■ STATED TASK 1: Can you summarize the charm bracelet thread below in two sentences?

# Women:  Do you still wear a charm bracelet?



## PamfromTx (Apr 21, 2021)




----------



## MarciKS (Apr 21, 2021)

I don't wear bracelets. Actually the only thing I wear is rings. I can't wear charm bracelets cuz I get the charms caught on things.


----------



## hollydolly (Apr 21, 2021)

Yes, but I only wear it on special occasions.It's not a great big chunky thing,it's very delicate.

My daughter bought it for me about 20 years ago, and for Christmas or birthdays she would buy me yet another gold charm to add to it...it would always be something that represented whatever might be happening in our lives at that time.. Now it's really full and has no more space for charms...


----------



## MarciKS (Apr 21, 2021)

hollydolly said:


> Yes, but I only wear it on special occasions.It's not a great big chunky thing,it's very delicate.

■ STATED TASK 2: Which lines of the records below contain the string "gray"? Copy every such line, and treat case as significant.

■ MATERIAL PROVIDED:
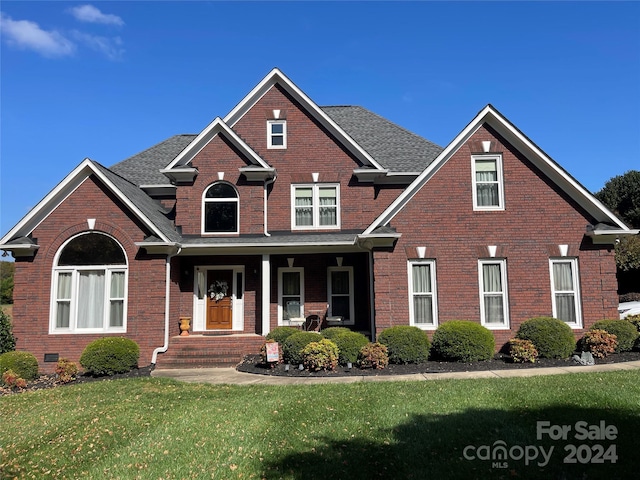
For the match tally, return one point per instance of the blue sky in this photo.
(106, 80)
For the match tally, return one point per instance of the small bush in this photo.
(293, 345)
(280, 334)
(405, 344)
(349, 344)
(263, 353)
(7, 340)
(599, 342)
(322, 355)
(522, 350)
(110, 355)
(624, 330)
(66, 370)
(333, 332)
(463, 341)
(23, 364)
(552, 338)
(373, 355)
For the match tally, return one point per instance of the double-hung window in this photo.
(315, 206)
(291, 295)
(277, 134)
(89, 286)
(422, 294)
(488, 185)
(565, 296)
(494, 306)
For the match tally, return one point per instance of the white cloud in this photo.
(29, 36)
(90, 14)
(110, 47)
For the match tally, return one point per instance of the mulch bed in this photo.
(252, 364)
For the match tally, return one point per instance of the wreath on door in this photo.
(218, 290)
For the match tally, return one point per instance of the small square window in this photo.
(277, 134)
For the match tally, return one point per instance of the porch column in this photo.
(266, 293)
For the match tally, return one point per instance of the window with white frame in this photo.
(494, 307)
(220, 207)
(340, 293)
(315, 206)
(277, 134)
(422, 294)
(488, 188)
(89, 286)
(565, 293)
(291, 295)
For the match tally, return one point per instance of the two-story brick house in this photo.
(283, 209)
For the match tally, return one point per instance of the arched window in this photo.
(89, 286)
(220, 209)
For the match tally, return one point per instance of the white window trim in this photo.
(434, 296)
(73, 303)
(576, 289)
(315, 206)
(270, 134)
(351, 319)
(500, 182)
(280, 293)
(505, 293)
(206, 200)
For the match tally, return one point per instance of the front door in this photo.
(219, 299)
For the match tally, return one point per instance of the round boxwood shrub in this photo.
(23, 364)
(293, 345)
(280, 334)
(405, 344)
(332, 332)
(624, 331)
(349, 344)
(110, 355)
(552, 338)
(463, 341)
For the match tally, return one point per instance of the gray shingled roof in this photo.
(144, 167)
(394, 147)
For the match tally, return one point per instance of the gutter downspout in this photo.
(266, 187)
(167, 302)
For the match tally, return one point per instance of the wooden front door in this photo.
(219, 299)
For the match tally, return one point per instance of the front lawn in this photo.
(153, 428)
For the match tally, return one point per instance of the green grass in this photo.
(161, 429)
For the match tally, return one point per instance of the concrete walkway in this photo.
(233, 377)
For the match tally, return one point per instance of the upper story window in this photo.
(220, 209)
(89, 286)
(565, 290)
(315, 206)
(422, 294)
(494, 306)
(277, 134)
(488, 186)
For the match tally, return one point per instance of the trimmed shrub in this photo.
(624, 330)
(522, 350)
(23, 364)
(110, 355)
(293, 345)
(463, 341)
(373, 355)
(322, 355)
(599, 342)
(405, 344)
(7, 340)
(349, 344)
(552, 338)
(332, 332)
(280, 334)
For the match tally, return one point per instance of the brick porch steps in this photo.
(200, 351)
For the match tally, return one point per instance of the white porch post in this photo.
(266, 293)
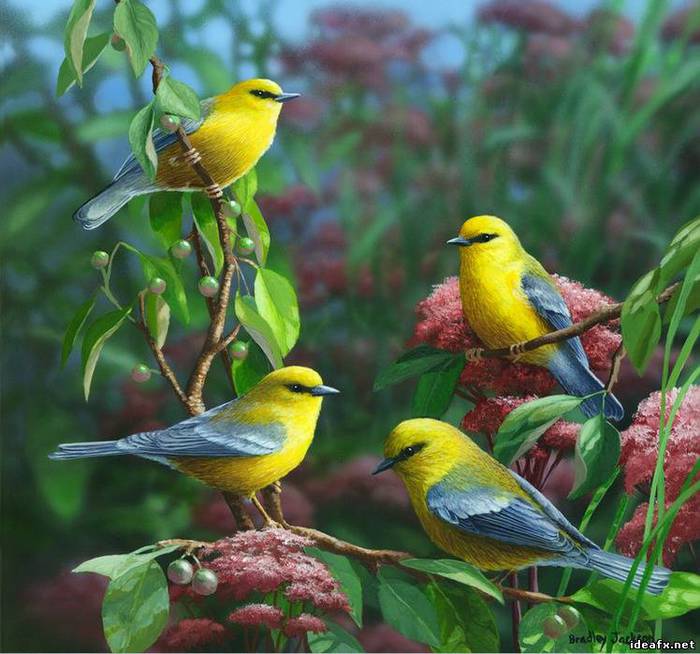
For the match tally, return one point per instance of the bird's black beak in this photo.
(385, 465)
(286, 97)
(320, 390)
(458, 240)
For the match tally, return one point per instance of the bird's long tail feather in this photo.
(617, 567)
(85, 450)
(105, 204)
(576, 379)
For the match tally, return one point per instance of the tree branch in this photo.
(606, 314)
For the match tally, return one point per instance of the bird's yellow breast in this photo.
(231, 140)
(496, 308)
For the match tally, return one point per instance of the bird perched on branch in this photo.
(238, 447)
(235, 129)
(508, 298)
(478, 510)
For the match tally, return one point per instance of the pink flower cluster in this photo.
(639, 456)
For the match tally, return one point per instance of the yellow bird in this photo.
(478, 510)
(509, 298)
(235, 129)
(238, 447)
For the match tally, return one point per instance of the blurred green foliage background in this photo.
(583, 132)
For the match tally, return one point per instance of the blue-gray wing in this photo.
(505, 517)
(545, 299)
(163, 139)
(202, 435)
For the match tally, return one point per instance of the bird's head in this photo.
(291, 388)
(423, 450)
(487, 236)
(262, 96)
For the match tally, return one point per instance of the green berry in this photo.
(118, 43)
(99, 259)
(232, 208)
(554, 627)
(180, 572)
(204, 582)
(569, 615)
(181, 249)
(239, 350)
(157, 286)
(140, 373)
(245, 245)
(169, 123)
(208, 286)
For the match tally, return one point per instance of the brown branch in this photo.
(606, 314)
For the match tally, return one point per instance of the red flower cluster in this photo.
(639, 455)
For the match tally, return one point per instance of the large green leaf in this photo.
(277, 304)
(177, 98)
(136, 24)
(208, 229)
(135, 608)
(435, 389)
(345, 573)
(165, 216)
(92, 49)
(597, 453)
(467, 623)
(458, 571)
(408, 609)
(415, 362)
(247, 314)
(76, 32)
(527, 422)
(96, 336)
(141, 139)
(74, 327)
(335, 640)
(251, 370)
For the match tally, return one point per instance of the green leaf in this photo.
(208, 229)
(245, 189)
(136, 24)
(435, 389)
(277, 304)
(681, 596)
(467, 624)
(336, 639)
(247, 314)
(597, 453)
(177, 98)
(114, 565)
(527, 422)
(157, 318)
(76, 31)
(458, 571)
(135, 608)
(96, 336)
(165, 216)
(641, 322)
(408, 609)
(74, 327)
(533, 639)
(258, 231)
(251, 370)
(92, 49)
(141, 139)
(415, 362)
(345, 573)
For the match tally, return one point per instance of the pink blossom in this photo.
(191, 634)
(297, 627)
(254, 615)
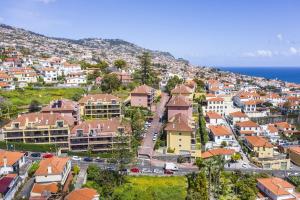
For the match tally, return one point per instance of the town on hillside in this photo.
(78, 126)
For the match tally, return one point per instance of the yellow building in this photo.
(181, 137)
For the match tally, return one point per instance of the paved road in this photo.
(147, 145)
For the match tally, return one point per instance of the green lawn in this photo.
(24, 97)
(152, 188)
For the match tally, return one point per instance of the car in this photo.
(166, 171)
(135, 170)
(47, 155)
(88, 159)
(76, 158)
(35, 155)
(146, 170)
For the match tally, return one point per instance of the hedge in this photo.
(27, 147)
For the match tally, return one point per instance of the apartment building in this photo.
(40, 128)
(181, 137)
(98, 106)
(98, 135)
(275, 188)
(64, 107)
(264, 154)
(10, 162)
(179, 105)
(142, 96)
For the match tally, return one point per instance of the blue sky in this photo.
(206, 32)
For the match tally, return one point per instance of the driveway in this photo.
(147, 145)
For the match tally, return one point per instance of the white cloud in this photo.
(279, 36)
(259, 53)
(46, 1)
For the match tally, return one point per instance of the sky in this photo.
(206, 32)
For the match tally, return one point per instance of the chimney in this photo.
(4, 161)
(49, 169)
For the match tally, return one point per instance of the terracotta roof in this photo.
(220, 130)
(57, 165)
(82, 194)
(182, 89)
(178, 123)
(295, 149)
(216, 99)
(178, 101)
(238, 114)
(247, 124)
(43, 187)
(257, 141)
(276, 185)
(42, 119)
(142, 89)
(214, 115)
(216, 152)
(98, 98)
(11, 156)
(101, 126)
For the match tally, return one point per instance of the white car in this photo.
(76, 158)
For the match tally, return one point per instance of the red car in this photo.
(47, 155)
(135, 170)
(168, 171)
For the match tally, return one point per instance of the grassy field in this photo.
(152, 188)
(44, 96)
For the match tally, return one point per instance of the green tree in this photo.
(120, 63)
(35, 106)
(172, 82)
(110, 82)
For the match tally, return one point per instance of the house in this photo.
(220, 134)
(83, 194)
(183, 90)
(98, 106)
(238, 116)
(43, 189)
(227, 153)
(98, 135)
(40, 128)
(264, 154)
(247, 128)
(181, 136)
(11, 161)
(179, 104)
(214, 118)
(54, 169)
(277, 189)
(64, 107)
(294, 154)
(142, 96)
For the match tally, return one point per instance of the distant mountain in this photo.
(84, 49)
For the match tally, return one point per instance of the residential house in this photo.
(179, 104)
(99, 135)
(11, 161)
(98, 106)
(83, 194)
(277, 189)
(40, 128)
(142, 96)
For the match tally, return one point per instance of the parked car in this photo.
(35, 155)
(88, 159)
(47, 155)
(76, 158)
(168, 171)
(135, 170)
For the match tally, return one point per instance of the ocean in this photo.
(290, 74)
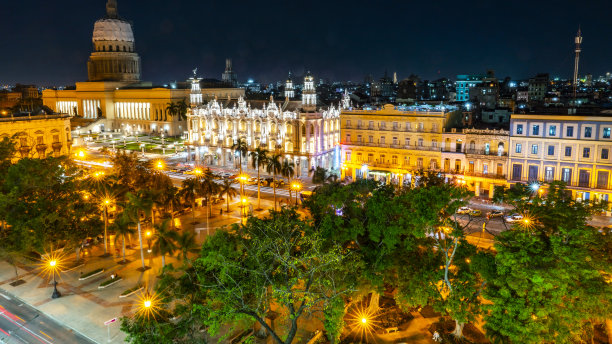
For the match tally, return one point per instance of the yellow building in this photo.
(38, 136)
(391, 143)
(476, 157)
(570, 148)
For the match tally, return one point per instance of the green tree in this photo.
(279, 262)
(550, 275)
(240, 147)
(274, 167)
(139, 206)
(226, 189)
(123, 226)
(165, 241)
(259, 157)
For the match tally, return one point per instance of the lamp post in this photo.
(297, 187)
(105, 204)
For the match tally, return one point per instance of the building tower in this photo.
(229, 76)
(578, 41)
(309, 93)
(113, 58)
(195, 97)
(289, 91)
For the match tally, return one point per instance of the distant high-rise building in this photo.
(464, 83)
(289, 90)
(578, 41)
(309, 93)
(229, 76)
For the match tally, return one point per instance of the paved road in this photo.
(20, 323)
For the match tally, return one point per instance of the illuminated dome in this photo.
(113, 58)
(113, 30)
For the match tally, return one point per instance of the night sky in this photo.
(48, 42)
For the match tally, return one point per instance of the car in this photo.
(464, 210)
(513, 218)
(475, 212)
(495, 213)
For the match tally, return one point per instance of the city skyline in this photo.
(338, 43)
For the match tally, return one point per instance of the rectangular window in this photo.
(566, 175)
(517, 169)
(583, 178)
(549, 173)
(533, 173)
(602, 179)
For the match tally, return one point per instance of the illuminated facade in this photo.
(573, 149)
(476, 157)
(308, 138)
(391, 143)
(38, 136)
(114, 98)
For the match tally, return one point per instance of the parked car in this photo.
(464, 210)
(513, 218)
(495, 213)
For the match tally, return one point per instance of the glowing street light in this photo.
(297, 187)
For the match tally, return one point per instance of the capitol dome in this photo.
(113, 58)
(113, 30)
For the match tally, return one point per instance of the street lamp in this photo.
(297, 187)
(105, 203)
(148, 234)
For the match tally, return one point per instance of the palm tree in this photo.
(226, 189)
(208, 187)
(319, 176)
(172, 201)
(274, 167)
(139, 203)
(165, 241)
(288, 170)
(259, 157)
(189, 193)
(240, 147)
(123, 227)
(186, 244)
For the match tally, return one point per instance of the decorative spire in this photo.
(111, 9)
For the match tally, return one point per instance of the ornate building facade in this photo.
(38, 136)
(114, 98)
(391, 143)
(308, 138)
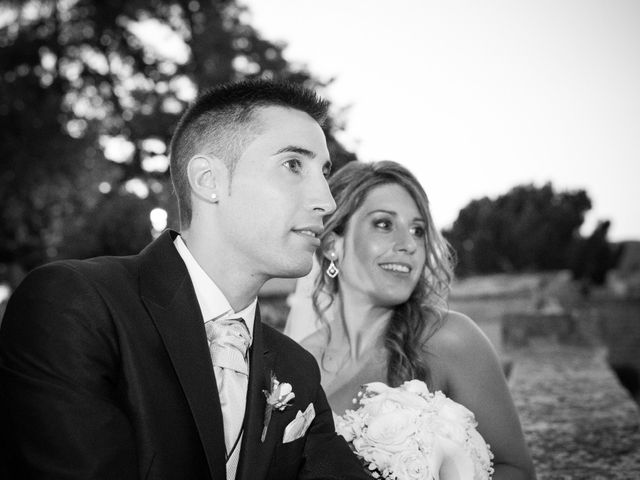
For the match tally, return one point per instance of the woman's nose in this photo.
(405, 241)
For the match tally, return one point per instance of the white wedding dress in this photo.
(342, 381)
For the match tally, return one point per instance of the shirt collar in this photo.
(213, 304)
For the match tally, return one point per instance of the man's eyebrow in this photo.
(293, 149)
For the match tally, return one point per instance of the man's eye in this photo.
(294, 165)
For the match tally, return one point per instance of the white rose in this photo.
(411, 464)
(391, 432)
(416, 387)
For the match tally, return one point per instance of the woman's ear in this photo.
(204, 174)
(332, 247)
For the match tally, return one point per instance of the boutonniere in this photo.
(278, 397)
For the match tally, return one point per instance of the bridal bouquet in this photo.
(408, 433)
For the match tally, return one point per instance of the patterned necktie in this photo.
(228, 343)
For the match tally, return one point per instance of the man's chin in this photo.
(297, 270)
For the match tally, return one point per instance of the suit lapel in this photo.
(168, 294)
(255, 455)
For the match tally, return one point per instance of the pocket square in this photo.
(299, 425)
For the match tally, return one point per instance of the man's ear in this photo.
(332, 246)
(205, 177)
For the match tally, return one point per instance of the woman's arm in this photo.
(466, 367)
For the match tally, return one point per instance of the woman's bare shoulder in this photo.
(317, 341)
(459, 345)
(457, 331)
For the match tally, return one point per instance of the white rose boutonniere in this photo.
(409, 433)
(277, 398)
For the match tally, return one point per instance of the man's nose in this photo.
(321, 199)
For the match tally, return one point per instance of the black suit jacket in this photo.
(105, 374)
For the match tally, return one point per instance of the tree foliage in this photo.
(80, 76)
(527, 229)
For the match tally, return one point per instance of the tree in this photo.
(527, 229)
(80, 77)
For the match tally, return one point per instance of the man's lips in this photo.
(311, 231)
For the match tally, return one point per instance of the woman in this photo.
(380, 294)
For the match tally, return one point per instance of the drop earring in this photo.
(332, 270)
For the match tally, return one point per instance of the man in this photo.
(107, 369)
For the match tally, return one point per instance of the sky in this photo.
(476, 97)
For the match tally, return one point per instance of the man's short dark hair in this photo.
(221, 123)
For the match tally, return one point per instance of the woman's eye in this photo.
(294, 165)
(382, 224)
(418, 232)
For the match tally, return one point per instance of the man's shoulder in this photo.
(66, 274)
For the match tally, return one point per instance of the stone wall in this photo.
(579, 422)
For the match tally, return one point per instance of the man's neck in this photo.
(238, 286)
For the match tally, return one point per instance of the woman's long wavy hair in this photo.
(414, 321)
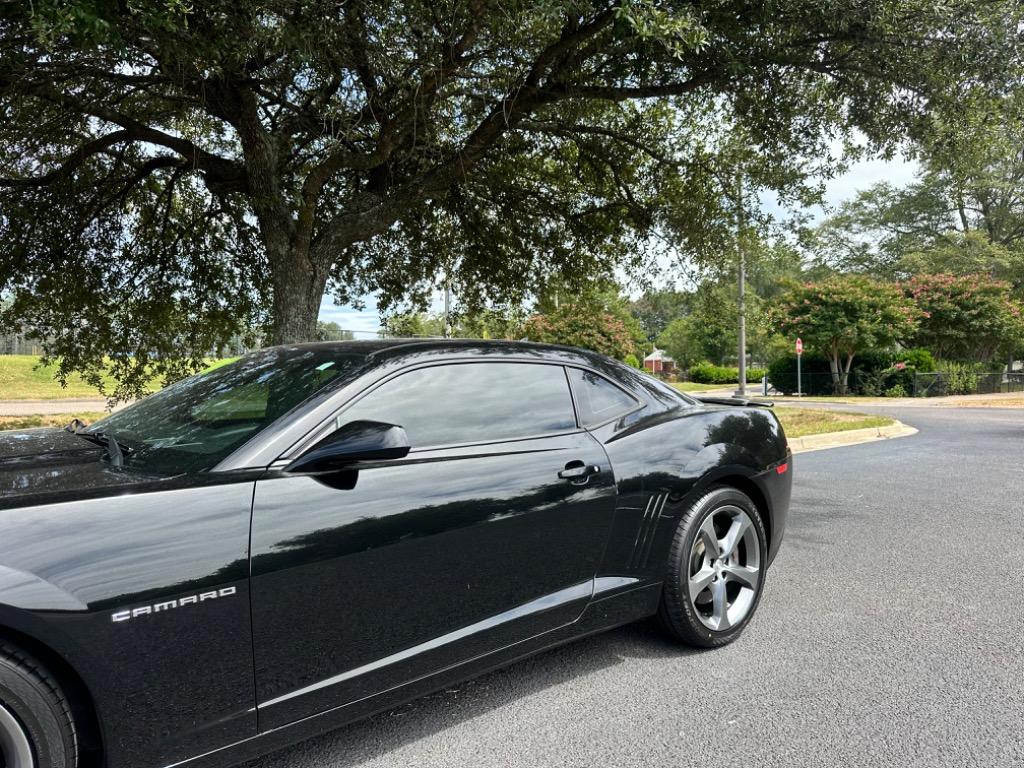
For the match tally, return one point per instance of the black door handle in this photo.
(578, 471)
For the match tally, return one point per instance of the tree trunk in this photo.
(298, 290)
(835, 368)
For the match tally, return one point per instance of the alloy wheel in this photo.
(724, 572)
(15, 751)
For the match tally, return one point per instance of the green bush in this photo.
(817, 375)
(707, 373)
(961, 378)
(896, 391)
(921, 359)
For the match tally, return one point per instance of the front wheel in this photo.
(716, 569)
(36, 726)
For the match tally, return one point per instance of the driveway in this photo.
(891, 633)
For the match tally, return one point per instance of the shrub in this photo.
(961, 379)
(817, 375)
(921, 359)
(896, 391)
(707, 373)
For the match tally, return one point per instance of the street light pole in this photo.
(741, 301)
(448, 307)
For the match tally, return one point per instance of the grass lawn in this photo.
(57, 420)
(22, 380)
(800, 422)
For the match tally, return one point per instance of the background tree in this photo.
(657, 308)
(968, 317)
(843, 316)
(329, 331)
(216, 165)
(964, 213)
(582, 326)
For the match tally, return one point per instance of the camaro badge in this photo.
(180, 602)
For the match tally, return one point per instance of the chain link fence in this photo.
(945, 383)
(937, 384)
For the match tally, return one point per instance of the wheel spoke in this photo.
(710, 539)
(739, 525)
(720, 605)
(743, 574)
(700, 581)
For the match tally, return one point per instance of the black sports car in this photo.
(316, 532)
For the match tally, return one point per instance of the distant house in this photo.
(658, 363)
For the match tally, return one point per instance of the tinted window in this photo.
(193, 425)
(471, 402)
(598, 399)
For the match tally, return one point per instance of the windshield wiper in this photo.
(115, 449)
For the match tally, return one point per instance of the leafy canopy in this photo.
(844, 315)
(966, 317)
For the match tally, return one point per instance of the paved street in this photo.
(891, 634)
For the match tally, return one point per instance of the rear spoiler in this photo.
(741, 401)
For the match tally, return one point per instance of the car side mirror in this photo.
(355, 441)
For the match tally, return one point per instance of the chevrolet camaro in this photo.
(317, 532)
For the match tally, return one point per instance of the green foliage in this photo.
(332, 332)
(584, 327)
(709, 332)
(960, 378)
(968, 317)
(844, 315)
(493, 323)
(656, 309)
(921, 359)
(815, 370)
(707, 373)
(213, 167)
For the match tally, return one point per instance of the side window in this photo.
(471, 402)
(598, 399)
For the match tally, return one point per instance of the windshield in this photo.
(195, 424)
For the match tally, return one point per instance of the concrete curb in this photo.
(849, 437)
(51, 408)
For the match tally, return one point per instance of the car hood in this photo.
(41, 462)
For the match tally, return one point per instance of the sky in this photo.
(897, 171)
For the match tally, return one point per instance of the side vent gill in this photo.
(645, 535)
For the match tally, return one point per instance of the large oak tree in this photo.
(173, 170)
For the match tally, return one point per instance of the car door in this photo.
(488, 531)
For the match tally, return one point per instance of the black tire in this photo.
(688, 621)
(30, 695)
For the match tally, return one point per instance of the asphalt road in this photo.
(891, 633)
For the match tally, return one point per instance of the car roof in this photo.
(398, 347)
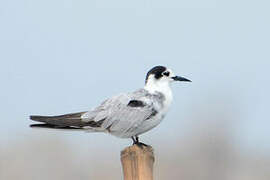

■ REPLY 1: Asked whether they still wear a charm bracelet, MarciKS replies that only rings get worn, since charms get caught on things. hollydolly wears a delicate one only on special occasions; it was a gift from hollydolly's daughter about 20 years ago, gained a gold charm for Christmas or birthdays, and now has no more space for charms.

■ REPLY 2:
For the match tally, return one point per instance of the gray shingled roof in this photo.
For the match tally, return one point per instance of the blue-gray wing in this photo.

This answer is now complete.